◆ **Exercise**: Set down again each entry exactly as it reads, pictures excluded.

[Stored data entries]

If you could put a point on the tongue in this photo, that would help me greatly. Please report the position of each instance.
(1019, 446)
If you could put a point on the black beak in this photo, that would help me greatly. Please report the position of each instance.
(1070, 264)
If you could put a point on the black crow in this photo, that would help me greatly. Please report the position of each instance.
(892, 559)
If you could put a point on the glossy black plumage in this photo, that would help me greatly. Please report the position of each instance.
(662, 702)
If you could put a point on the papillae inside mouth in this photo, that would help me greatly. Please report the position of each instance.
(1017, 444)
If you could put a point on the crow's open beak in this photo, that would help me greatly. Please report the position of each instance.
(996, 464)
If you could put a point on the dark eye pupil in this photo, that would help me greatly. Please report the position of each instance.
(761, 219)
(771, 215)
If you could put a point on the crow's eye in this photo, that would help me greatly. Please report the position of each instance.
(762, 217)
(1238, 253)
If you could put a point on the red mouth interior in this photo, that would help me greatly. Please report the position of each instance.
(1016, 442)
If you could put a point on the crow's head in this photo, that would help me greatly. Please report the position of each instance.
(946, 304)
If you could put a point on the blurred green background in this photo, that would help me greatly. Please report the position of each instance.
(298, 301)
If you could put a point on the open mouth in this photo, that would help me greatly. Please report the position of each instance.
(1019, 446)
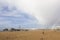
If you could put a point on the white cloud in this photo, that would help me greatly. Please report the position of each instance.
(46, 11)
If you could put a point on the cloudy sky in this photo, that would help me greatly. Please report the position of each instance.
(29, 13)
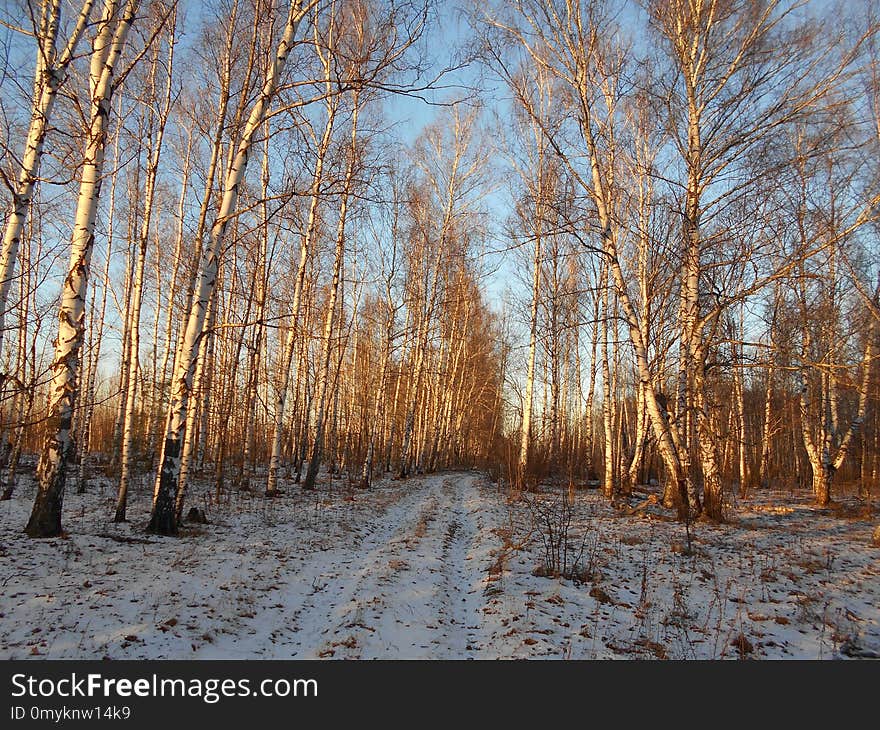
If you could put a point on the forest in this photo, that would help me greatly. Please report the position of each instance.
(561, 311)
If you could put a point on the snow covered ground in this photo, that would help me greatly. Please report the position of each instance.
(440, 566)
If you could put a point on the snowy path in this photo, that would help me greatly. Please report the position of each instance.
(410, 589)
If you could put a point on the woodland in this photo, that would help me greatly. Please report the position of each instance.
(586, 290)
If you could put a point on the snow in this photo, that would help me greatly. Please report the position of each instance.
(438, 566)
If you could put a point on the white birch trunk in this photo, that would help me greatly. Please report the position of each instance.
(163, 518)
(45, 520)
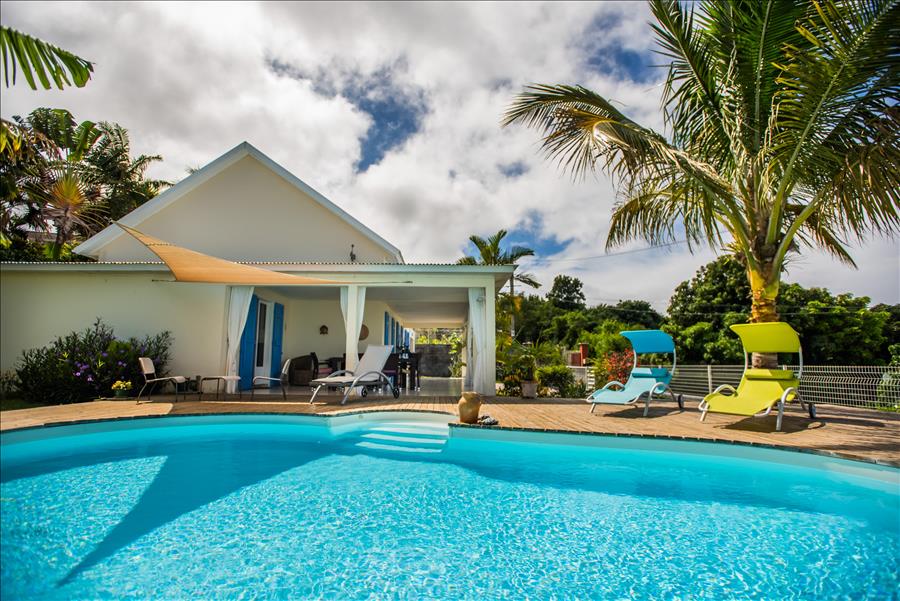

◆ **Response to the exercise**:
If you could put a point on the tongue in this photo, that would help me greatly. Please report the position of each instance.
(1019, 446)
If you could put a point on the black beak in this photo, that would help me greatly. Please report the position of each instance.
(1070, 264)
If you could put a point on the black crow in this photo, that would help me greatly. Please report the position of each instance.
(892, 559)
If you could put a point on the glossy black plumage in this photo, that would help me greatly. Please report the position of each instance.
(662, 702)
If you could put a point on the papillae inside mouth in this photo, that would help me greatly. Please report the position of each instance.
(1017, 444)
If you could put a point on the crow's open beak in this photo, that would help me greatly. Please report the position of each instance.
(996, 464)
If you could put a point on the dark eye pupil in this photo, that would help me greatly. Please report the position of each instance.
(761, 219)
(771, 215)
If you could put a point on the crow's eye in this photo, that would help me greatly. Please report the position of each instance.
(762, 217)
(1238, 253)
If you could put a point on the red mouth interior in this photo, that would help me greatly. Please report the position of each instance.
(1016, 442)
If you could put a point on the crow's head in this photo, that would help me greatly. Please report the position of each instance.
(946, 304)
If you could put a point on the blurred green background in this photo, that would help me greatly. Please report the position of each instance.
(298, 301)
If you could put a point on the open mouth in this photo, that would help me greatly. Please report the position of each instance.
(1019, 446)
If you could put a point on the white cloud in this photo, that would help me greatly. Please report the position of each instance.
(46, 11)
If you could put a point on the cloudy sky in this photo, that would help me greatly. Please report the position of each instance.
(29, 13)
If you could put a point on the forest in this photo, that would help me greatly. Please report the position of each instance.
(561, 311)
If you could put a point on the snow covered ground in this photo, that would help me greatly. Please report the position of each instance.
(440, 566)
If you could put a point on the snowy path in this photo, that would help me greatly. Please report the position of each instance.
(410, 589)
If you could put a point on the woodland in this photo, that would help me greatly. Please report the position of each instance.
(586, 290)
If you could put a point on the snow in this photo, that would help me greatly. Please report the position of each instance.
(438, 566)
If you could put a point on the white birch trunk in this photo, that would help me greatly. Please report the position of each instance.
(163, 518)
(45, 520)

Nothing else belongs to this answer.